The Hatorei edict of 1876, which forbid the wearing of swords by all non-governmental employees in public, was the last of a set of decrees over the years 1870-1876 that had slowly whittled away the status and income of samurai as samurai.  Western dress and industry was valued while the traditional old ways were not.  First dress, then hereditary military service, then income were all changed.

It is not as if the samurai were left without options, of course.  The Meiji government clearly encouraged them to throw themselves into the new order of things with abandon, which many did.  They were encouraged to find new roles in industry, forestry, agriculture, and education.  And many did - 23% of businessmen in the 1880's were from the former samurai class and 35% in the 1920's.

But others, of course did not make the change, whether from inability, unwillingness, or an attachment to the old ways and days that simply were not returning.  They fought - and perished - from the years 1874 to 1877, the most famous of these The Satsuma Rebellion (idealized in the Tom Cruise movie "The Last Samurai").
══════
Task description: Please transcribe the passage on the decline of the samurai in full, word for word.
══════
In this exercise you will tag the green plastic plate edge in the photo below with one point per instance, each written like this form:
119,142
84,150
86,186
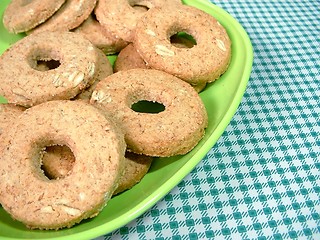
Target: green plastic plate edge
242,59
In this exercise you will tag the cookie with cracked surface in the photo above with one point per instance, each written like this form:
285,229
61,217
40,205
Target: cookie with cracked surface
71,14
71,60
8,114
174,130
120,16
104,69
23,15
129,58
100,37
58,161
204,62
98,146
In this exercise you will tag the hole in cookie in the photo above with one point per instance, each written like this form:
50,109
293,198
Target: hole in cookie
46,65
145,106
182,40
57,161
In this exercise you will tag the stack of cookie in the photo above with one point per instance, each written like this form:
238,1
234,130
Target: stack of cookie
70,134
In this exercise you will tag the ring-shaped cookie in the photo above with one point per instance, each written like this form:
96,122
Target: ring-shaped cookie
204,62
120,17
175,130
98,147
69,16
129,58
24,84
23,15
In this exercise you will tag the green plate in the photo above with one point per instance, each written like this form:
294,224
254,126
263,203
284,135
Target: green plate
221,99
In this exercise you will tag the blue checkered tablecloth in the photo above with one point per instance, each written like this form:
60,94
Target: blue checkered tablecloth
261,180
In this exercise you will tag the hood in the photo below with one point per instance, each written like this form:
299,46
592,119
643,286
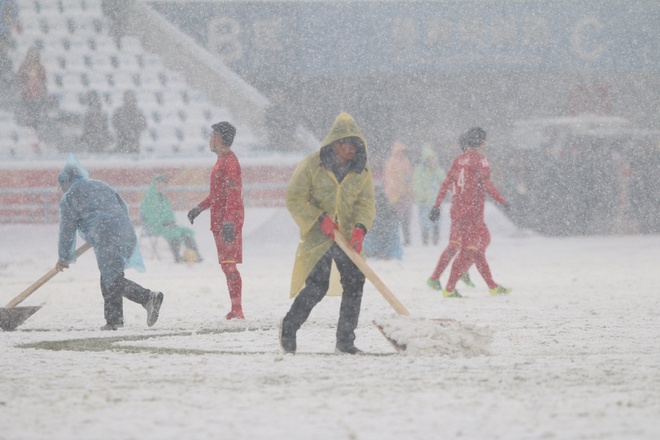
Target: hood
343,127
71,171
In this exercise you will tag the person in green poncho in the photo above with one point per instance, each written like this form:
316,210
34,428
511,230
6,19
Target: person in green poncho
158,218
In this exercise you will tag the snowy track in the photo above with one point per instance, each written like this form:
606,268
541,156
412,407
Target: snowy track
575,349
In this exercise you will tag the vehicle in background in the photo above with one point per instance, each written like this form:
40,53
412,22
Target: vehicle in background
581,176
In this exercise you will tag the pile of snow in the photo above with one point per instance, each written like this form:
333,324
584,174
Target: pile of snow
424,336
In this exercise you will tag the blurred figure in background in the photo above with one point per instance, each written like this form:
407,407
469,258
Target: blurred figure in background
129,123
158,218
427,178
33,89
384,239
225,201
97,212
645,187
397,180
96,133
469,180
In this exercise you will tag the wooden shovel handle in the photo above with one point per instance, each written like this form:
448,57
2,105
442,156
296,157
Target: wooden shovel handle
370,274
43,280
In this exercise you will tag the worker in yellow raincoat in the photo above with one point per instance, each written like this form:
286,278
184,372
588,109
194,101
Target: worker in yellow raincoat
330,190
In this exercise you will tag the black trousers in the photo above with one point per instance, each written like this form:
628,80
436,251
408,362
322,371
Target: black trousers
316,286
113,306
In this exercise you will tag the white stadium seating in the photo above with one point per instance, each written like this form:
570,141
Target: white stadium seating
80,55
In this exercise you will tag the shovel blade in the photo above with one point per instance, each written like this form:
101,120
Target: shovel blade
397,346
11,318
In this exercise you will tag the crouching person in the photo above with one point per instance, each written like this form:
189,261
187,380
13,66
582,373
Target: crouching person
158,218
331,190
98,213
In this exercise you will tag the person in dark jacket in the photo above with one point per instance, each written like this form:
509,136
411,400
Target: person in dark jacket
129,123
96,133
96,211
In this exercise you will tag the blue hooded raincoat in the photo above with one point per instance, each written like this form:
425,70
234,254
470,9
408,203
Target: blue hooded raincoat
98,213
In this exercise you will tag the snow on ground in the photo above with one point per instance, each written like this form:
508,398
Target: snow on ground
574,351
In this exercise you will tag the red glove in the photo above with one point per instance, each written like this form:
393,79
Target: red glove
357,238
328,226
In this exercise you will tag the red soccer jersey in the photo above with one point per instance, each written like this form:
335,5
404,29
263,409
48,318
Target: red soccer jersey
226,196
469,180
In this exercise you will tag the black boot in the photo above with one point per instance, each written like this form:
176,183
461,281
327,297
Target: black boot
287,337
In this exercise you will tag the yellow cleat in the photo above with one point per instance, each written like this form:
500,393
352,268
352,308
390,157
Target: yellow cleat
499,290
454,294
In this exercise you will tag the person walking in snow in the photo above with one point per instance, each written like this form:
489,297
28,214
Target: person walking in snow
427,176
469,180
129,123
397,182
330,190
225,201
158,219
96,211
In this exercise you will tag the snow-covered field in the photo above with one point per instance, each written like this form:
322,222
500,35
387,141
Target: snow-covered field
574,350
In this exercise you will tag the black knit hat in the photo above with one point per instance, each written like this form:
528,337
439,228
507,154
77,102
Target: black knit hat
226,130
472,138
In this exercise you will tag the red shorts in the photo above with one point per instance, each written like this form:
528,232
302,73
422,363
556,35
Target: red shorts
229,252
469,234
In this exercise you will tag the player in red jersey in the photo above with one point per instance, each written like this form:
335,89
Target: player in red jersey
227,213
469,181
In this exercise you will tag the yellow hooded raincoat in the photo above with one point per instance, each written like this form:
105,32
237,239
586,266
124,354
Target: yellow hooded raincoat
314,189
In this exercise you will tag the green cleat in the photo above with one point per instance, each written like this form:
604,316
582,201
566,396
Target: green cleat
499,290
434,284
466,279
454,294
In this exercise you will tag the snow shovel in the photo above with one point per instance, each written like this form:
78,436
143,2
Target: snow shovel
376,281
12,316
══════
The solution:
The Hatorei edict of 1876, which forbid the wearing of swords by all non-governmental employees in public, was the last of a set of decrees over the years 1870-1876 that had slowly whittled away the status and income of samurai as samurai.  Western dress and industry was valued while the traditional old ways were not.  First dress, then hereditary military service, then income were all changed.

It is not as if the samurai were left without options, of course.  The Meiji government clearly encouraged them to throw themselves into the new order of things with abandon, which many did.  They were encouraged to find new roles in industry, forestry, agriculture, and education.  And many did - 23% of businessmen in the 1880's were from the former samurai class and 35% in the 1920's.

But others, of course did not make the change, whether from inability, unwillingness, or an attachment to the old ways and days that simply were not returning.  They fought - and perished - from the years 1874 to 1877, the most famous of these The Satsuma Rebellion (idealized in the Tom Cruise movie "The Last Samurai").